• _WRITTEN TASKS_:
[A] Duplicate the portion of the election blog post running from "General Election 2017" down to "data from backups.".
[B] In the listing, take everything from the line containing "Give x and y for each instance of the dry grass" down to the line containing "Query: dry grass field", both included, and express those lines as a JSON list of strings, one string per line, with blank lines omitted.

Saturday, 10 June 2017

General Election 2017 - and trying out the Python pandas library

I am happy to report that my computer is working again, after a reformat, Windows 7 installation, then a long delay while Ubuntu partition resizer stalled, then fixed that with a GParted iso, and then reinstalled Ubuntu 17.04 and I am part way through restoring data from backups.
QGIS is working with version 2.18.

Although I have used Python csv, matplotlib and numpy libraries to read data from files and plot I hadn't used the pandas library for anything much, so I thought I'd do so. I have in previous code often built up a list manually by setting data = [] and then using append to build up the list, which can be slow for large datasets.

First I need some data, and I will use the general election results for the 6 parliamentary constituencies for the House of Commons in Cornwall:


Constituency,Surname,Forenames,Description,Votes,Turnout
Camborne and Redruth,EUSTICE,Charles George,Conservative Party,23001,70.96
Camborne and Redruth,WINTER,Graham Robert,Labour Party,21424,70.96
Camborne and Redruth,WILLIAMS,Geoffrey,Liberal Democrats,2979,70.96
Camborne and Redruth,GARBETT,Geoffrey George,Green Party,1052,70.96
North Cornwall,MANN,Scott Leslie,Conservative Party,25835,74.2
North Cornwall,ROGERSON,Daniel John,Liberal Democrats,18635,74.2
North Cornwall,BASSETT,Joy,Labour Party,6151,74.2
North Cornwall,ALLMAN,John William,Christian Peoples Alliance,185,74.2
North Cornwall,HAWKINS,Robert James,Socialist Labour Party,138,74.2
South East Cornwall,MURRAY,Sheryll,Conservative Party,29493,74.2
South East Cornwall,DERRICK,Gareth Gwyn James,Labour Party,12050,74.2
South East Cornwall,HUTTY,Philip Andrew,Liberal Democrats,10346,74.2
South East Cornwall,CORNEY,Martin Charles Stewart,Green Party,1335,74.2
St Austell and Newquay,DOUBLE,Stephen Daniel,Conservative Party,26856,69.3
St Austell and Newquay,NEIL,Kevin Michael,Labour Party,15714,69.3
St Austell and Newquay,GILBERT ,Stephen David John ,Liberal Democrats,11642,69.3
St Ives,THOMAS,Derek,Conservative Party,22120,76.1
St Ives,GEORGE,Andrew Henry,Liberal Democrats,21808,76.1
St Ives,DREW,Christopher John,Labour Party,7298,76.1
Truro and Falmouth,NEWTON,Sarah Louise,Conservative Party,25123,75.9
Truro and Falmouth,KIRKHAM,Jayne Susannah,Labour Party,21331,75.9
Truro and Falmouth,NOLAN,Robert Anthony,Liberal Democrat,8465,75.9
Truro and Falmouth,ODGERS,Duncan Charles,UK Independence Party,897,75.9
Truro and Falmouth,PENNINGTON,Amanda Alice,Green Party,831,75.9

Here is the Python code, which expects the above data in a file called electionresults2017.csv which it reads using csv.DictReader which produces an iterator which I convert to a list and create a pandas data frame object.

• _INFORMATION GIVEN_:
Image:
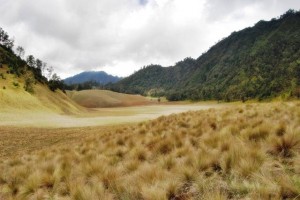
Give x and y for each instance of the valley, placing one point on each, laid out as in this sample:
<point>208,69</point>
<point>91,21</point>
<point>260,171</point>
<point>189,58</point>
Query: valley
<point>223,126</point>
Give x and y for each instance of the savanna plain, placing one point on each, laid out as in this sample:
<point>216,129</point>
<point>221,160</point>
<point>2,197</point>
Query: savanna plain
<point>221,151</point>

==

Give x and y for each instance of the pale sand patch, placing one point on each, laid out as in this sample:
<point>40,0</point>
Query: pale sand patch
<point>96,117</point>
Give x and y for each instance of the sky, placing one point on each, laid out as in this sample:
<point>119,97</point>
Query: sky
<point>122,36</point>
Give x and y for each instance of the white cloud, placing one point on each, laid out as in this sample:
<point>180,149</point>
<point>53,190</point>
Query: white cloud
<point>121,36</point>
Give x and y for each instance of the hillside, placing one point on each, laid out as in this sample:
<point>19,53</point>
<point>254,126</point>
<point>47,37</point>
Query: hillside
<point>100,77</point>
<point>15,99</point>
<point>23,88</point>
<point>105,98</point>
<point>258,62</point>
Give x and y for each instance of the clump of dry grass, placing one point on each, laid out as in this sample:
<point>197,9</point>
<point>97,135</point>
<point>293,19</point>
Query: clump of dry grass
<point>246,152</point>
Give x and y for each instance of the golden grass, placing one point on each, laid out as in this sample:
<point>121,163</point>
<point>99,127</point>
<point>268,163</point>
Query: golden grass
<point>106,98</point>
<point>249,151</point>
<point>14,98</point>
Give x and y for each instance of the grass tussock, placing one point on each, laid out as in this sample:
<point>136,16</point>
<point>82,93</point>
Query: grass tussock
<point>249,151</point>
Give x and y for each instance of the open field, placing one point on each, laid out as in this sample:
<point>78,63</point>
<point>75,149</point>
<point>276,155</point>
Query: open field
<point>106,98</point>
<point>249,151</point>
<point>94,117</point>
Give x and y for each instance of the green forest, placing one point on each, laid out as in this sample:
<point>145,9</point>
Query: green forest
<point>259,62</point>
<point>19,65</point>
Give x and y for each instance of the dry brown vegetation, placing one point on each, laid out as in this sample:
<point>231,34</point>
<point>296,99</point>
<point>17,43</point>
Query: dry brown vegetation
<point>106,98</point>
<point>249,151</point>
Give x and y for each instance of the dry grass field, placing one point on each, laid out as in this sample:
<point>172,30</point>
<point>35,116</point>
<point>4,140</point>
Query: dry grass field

==

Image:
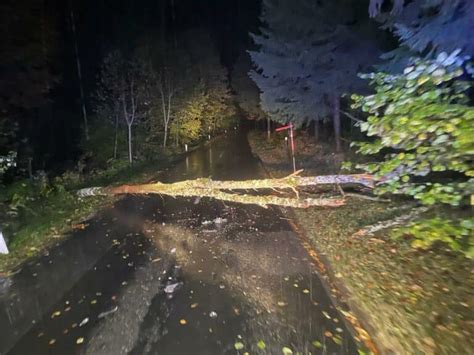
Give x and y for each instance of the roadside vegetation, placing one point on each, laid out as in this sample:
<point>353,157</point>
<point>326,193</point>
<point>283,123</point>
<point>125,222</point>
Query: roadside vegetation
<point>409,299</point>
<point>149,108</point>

• _EXERCISE SOLUTIONS_:
[A]
General Election 2017 - and trying out the Python pandas library

I am happy to report that my computer is working again, after a reformat, Windows 7 installation, then a long delay while Ubuntu partition resizer stalled, then fixed that with a GParted iso, and then reinstalled Ubuntu 17.04 and I am part way through restoring data from backups.

[B]
[
  "Give x and y for each instance of the dry grass field, placing one point on each, laid out as in this sample:",
  "<point>172,30</point>",
  "<point>35,116</point>",
  "<point>4,140</point>",
  "Query: dry grass field"
]